→ **QUESTIONS ON THE MATERIAL**:
A: In the "My Religion" post, which Christian denomination does John Green belong to?
B: Please pull out the passage of the "My Religion" post starting with "John Green is" and going on through "here and here.", word for word.

→ **STUDY TEXT**:

“My Religion” by John Green

John Green is a novelist and human rights activist that I have deep respect for. He also happens to be a Christian, an Episcopalian to be exact. Christianity in America has been distorted and weaponized quite largely, so John felt like he should talk about some of his religious beliefs in a recent video. I transcribed it and modified some phrasing for readability, and I hop you enjoy it!

If you’re interested, discussion on this is taking place here and here.


Good morning, Hank. Its Tuesday.

Over on the Nerd Fighter subreddit, someone was like, “Does John ever talk about his religious faith?” And the answer is “sometimes, sort of”, but I thought that today I would answer the questions I get most often about religion.

I certainly understand why people are curious, but it’s important to remember that while I consider myself a Christian, Christianity – like Islam or Buddhism or many other world religious traditions – is tremendously diverse, and there are ways in which my Christianity is perhaps unorthodox or even heretical to some people, but it lines up well enough with my particular denomination – Episcopalianism – that I’m able to walk into church without like catching on fire.

(Point-per-instance localization data)
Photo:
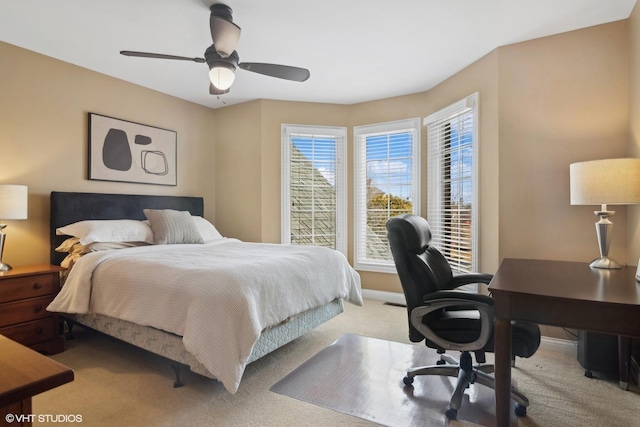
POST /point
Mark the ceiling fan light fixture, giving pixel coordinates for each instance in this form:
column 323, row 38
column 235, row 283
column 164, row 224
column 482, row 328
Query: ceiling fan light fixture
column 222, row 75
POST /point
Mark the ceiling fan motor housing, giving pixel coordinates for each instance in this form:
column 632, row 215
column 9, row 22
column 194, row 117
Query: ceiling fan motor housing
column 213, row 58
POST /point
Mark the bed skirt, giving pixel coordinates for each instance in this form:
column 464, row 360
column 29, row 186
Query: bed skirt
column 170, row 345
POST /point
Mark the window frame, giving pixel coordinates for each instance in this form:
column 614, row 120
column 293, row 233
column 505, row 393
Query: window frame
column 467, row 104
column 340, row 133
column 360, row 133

...

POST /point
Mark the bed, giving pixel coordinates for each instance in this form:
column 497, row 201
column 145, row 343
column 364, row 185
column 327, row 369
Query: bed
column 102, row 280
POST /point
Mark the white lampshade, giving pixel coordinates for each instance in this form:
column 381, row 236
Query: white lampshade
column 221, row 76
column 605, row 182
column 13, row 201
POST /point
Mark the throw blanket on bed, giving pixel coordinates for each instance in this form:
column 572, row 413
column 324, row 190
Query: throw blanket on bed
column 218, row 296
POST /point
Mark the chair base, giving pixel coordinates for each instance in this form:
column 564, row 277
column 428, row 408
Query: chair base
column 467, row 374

→ **SOLUTION LIST**:
A: He is an Episcopalian.

B:
John Green is a novelist and human rights activist that I have deep respect for. He also happens to be a Christian, an Episcopalian to be exact. Christianity in America has been distorted and weaponized quite largely, so John felt like he should talk about some of his religious beliefs in a recent video. I transcribed it and modified some phrasing for readability, and I hop you enjoy it!

If you’re interested, discussion on this is taking place here and here.